* _Listing_
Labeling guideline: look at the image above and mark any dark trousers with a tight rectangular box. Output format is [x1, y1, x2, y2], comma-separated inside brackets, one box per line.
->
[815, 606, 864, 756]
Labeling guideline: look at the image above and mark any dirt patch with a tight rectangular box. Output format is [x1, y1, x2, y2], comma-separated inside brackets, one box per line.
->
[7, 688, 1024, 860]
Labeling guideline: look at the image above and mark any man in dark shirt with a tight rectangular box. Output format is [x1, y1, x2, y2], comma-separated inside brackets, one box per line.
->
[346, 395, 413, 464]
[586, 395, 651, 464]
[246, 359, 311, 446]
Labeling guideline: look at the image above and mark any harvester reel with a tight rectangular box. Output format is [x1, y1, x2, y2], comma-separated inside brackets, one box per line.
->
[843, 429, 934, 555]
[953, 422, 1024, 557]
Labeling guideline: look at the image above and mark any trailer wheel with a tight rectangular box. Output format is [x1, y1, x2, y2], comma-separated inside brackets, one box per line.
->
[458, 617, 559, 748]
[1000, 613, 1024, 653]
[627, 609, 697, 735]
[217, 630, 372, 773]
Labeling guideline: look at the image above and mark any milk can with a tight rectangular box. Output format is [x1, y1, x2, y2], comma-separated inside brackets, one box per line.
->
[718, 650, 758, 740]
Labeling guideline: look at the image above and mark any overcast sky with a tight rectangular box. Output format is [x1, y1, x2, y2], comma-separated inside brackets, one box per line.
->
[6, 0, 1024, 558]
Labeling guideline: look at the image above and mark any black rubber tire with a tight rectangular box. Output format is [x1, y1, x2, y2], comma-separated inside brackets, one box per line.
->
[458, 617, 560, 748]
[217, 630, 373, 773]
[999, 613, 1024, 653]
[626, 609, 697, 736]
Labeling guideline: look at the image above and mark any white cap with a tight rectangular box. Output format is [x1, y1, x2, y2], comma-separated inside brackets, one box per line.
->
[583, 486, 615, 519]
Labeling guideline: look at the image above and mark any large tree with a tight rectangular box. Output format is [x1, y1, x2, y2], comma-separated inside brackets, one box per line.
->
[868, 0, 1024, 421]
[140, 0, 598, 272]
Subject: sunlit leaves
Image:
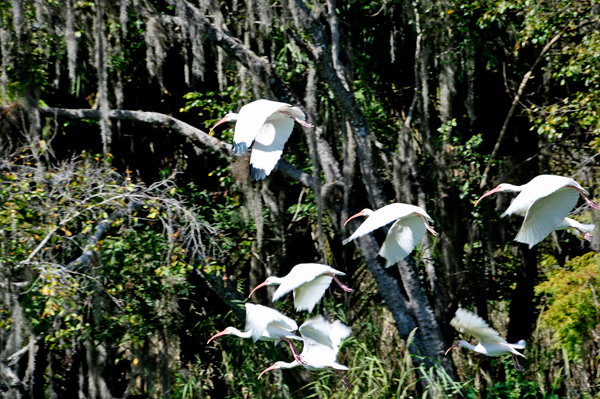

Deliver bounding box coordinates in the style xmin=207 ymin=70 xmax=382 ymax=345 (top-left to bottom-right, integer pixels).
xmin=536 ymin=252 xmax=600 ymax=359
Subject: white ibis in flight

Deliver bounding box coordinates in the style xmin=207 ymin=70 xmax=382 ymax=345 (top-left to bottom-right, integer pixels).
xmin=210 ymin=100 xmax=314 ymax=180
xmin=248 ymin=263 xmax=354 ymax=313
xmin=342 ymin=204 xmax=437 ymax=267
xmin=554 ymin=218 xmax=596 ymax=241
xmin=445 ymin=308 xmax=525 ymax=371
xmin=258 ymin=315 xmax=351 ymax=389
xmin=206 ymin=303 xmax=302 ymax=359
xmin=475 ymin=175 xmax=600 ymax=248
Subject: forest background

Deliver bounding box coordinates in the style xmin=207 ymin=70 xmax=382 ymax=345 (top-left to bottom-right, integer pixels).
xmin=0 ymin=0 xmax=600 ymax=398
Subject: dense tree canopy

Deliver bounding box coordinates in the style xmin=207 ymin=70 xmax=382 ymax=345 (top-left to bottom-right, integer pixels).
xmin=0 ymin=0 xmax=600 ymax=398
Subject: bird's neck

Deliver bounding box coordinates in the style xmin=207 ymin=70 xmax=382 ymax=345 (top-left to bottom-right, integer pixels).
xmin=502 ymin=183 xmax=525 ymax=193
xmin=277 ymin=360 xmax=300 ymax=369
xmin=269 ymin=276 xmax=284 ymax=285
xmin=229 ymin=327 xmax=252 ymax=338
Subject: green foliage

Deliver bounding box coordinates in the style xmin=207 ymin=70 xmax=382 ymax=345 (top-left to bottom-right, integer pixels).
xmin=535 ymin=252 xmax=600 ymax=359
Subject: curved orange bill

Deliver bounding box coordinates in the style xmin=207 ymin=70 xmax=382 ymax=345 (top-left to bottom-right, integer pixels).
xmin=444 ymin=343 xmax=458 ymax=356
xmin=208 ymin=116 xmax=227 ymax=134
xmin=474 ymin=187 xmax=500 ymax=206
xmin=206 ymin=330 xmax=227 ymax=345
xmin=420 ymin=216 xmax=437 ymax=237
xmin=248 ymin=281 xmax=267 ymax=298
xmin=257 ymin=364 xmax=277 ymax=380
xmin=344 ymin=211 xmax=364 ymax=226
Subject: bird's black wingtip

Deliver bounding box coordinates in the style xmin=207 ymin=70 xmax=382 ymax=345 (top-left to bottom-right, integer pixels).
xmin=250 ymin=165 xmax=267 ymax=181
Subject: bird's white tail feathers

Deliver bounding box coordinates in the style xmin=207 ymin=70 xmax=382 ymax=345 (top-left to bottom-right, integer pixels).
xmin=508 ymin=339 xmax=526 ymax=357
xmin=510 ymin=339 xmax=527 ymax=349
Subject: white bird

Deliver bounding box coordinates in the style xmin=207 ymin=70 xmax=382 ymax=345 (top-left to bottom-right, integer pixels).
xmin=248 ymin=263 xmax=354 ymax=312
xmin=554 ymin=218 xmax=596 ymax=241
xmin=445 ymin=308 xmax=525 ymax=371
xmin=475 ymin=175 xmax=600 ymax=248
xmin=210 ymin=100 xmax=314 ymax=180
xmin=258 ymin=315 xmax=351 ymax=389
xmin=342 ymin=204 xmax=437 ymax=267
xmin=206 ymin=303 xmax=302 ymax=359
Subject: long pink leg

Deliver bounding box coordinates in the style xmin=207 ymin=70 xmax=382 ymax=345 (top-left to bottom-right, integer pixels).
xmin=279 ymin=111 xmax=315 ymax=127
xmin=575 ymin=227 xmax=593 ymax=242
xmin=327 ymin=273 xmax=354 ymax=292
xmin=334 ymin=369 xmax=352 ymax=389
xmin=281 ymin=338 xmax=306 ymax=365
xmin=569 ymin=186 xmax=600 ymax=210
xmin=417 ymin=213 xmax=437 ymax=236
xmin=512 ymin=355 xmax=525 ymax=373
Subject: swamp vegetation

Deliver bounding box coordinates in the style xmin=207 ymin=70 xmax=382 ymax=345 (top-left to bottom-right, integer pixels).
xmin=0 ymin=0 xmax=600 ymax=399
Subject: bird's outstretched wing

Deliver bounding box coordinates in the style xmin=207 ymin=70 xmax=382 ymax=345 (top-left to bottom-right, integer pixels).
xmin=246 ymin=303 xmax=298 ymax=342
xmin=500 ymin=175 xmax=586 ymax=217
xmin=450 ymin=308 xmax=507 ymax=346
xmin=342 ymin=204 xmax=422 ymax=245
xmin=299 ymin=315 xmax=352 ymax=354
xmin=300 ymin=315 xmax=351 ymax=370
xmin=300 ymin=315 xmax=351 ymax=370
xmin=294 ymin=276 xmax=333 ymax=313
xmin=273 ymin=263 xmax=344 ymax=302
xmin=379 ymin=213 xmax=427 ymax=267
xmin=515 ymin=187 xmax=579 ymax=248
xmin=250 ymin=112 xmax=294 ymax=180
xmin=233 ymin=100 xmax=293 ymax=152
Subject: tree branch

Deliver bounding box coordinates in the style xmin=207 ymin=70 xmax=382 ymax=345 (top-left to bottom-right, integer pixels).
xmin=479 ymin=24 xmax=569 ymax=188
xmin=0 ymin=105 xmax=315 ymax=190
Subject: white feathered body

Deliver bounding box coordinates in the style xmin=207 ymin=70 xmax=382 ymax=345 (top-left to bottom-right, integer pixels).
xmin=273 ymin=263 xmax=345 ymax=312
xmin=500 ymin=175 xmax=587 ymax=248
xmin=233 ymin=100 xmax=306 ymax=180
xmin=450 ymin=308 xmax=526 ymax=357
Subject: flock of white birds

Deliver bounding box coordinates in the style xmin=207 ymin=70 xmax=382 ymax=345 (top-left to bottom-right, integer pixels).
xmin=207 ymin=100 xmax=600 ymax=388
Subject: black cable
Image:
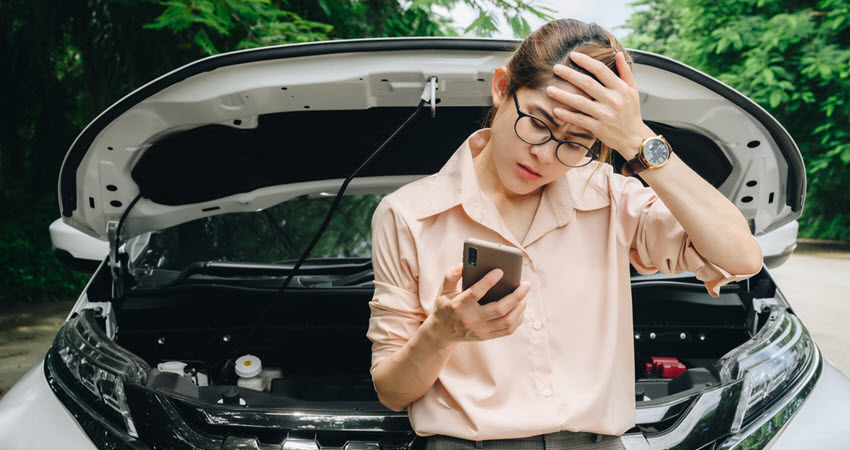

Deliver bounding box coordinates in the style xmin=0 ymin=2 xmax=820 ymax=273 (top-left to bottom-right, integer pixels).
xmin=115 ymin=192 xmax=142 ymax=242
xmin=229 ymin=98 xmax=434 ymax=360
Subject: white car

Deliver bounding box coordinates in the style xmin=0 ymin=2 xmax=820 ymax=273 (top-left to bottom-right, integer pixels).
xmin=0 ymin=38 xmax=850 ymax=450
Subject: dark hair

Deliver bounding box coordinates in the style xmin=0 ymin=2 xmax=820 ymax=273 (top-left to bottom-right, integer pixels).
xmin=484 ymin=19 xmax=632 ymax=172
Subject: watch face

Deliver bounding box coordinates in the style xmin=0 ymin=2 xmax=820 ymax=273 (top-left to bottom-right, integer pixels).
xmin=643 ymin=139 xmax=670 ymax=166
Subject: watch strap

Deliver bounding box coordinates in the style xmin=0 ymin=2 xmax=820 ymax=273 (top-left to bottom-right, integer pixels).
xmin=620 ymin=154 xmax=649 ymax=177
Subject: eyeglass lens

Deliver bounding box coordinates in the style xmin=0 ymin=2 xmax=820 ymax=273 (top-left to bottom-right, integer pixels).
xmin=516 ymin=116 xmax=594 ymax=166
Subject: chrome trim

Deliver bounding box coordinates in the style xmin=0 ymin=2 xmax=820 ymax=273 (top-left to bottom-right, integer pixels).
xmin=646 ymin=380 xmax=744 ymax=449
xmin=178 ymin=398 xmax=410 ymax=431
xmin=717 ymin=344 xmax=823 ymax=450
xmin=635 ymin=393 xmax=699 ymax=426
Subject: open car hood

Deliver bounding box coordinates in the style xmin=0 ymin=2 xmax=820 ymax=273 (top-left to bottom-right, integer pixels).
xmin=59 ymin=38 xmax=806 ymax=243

* _Task statement_
Swap "integer pixels" for "whole-number pixels" in the rows starting with the line that contains "Subject: long pink leg" and going on through the line that contains "xmin=450 ymin=308 xmax=526 ymax=357", and give back only those lines with nothing else changed.

* _Response_
Subject: long pink leg

Deliver bounding box coordinates in the style xmin=207 ymin=70 xmax=382 ymax=345 (top-left to bottom-right, whole-number pixels).
xmin=279 ymin=111 xmax=315 ymax=127
xmin=575 ymin=227 xmax=593 ymax=242
xmin=327 ymin=273 xmax=354 ymax=292
xmin=334 ymin=369 xmax=352 ymax=389
xmin=281 ymin=338 xmax=306 ymax=365
xmin=569 ymin=186 xmax=600 ymax=210
xmin=417 ymin=213 xmax=437 ymax=236
xmin=512 ymin=355 xmax=525 ymax=373
Subject: swamp vegetation

Deliver bounding box coordinates in the style xmin=207 ymin=70 xmax=382 ymax=345 (top-left to bottom-right, whole-number pixels).
xmin=0 ymin=0 xmax=600 ymax=399
Subject: bird's outstretched wing

Deliver bounding box coordinates in the style xmin=207 ymin=70 xmax=382 ymax=345 (top-left to bottom-right, whole-number pixels).
xmin=246 ymin=303 xmax=298 ymax=342
xmin=500 ymin=175 xmax=586 ymax=217
xmin=450 ymin=308 xmax=507 ymax=346
xmin=342 ymin=204 xmax=422 ymax=245
xmin=299 ymin=315 xmax=352 ymax=354
xmin=300 ymin=315 xmax=351 ymax=370
xmin=300 ymin=315 xmax=351 ymax=370
xmin=294 ymin=276 xmax=333 ymax=313
xmin=273 ymin=263 xmax=344 ymax=302
xmin=379 ymin=213 xmax=427 ymax=267
xmin=515 ymin=187 xmax=579 ymax=248
xmin=250 ymin=112 xmax=294 ymax=180
xmin=233 ymin=100 xmax=293 ymax=152
Subject: tree branch

Deliver bounding box coordinates in the style xmin=207 ymin=70 xmax=382 ymax=345 (top-left to bottom-right, whole-number pixels).
xmin=479 ymin=24 xmax=569 ymax=188
xmin=0 ymin=105 xmax=315 ymax=190
Subject: white feathered body

Deliver bounding box coordinates in the style xmin=207 ymin=70 xmax=382 ymax=345 (top-left to bottom-right, whole-number pixels).
xmin=273 ymin=263 xmax=345 ymax=312
xmin=500 ymin=175 xmax=587 ymax=248
xmin=233 ymin=100 xmax=306 ymax=180
xmin=450 ymin=308 xmax=526 ymax=357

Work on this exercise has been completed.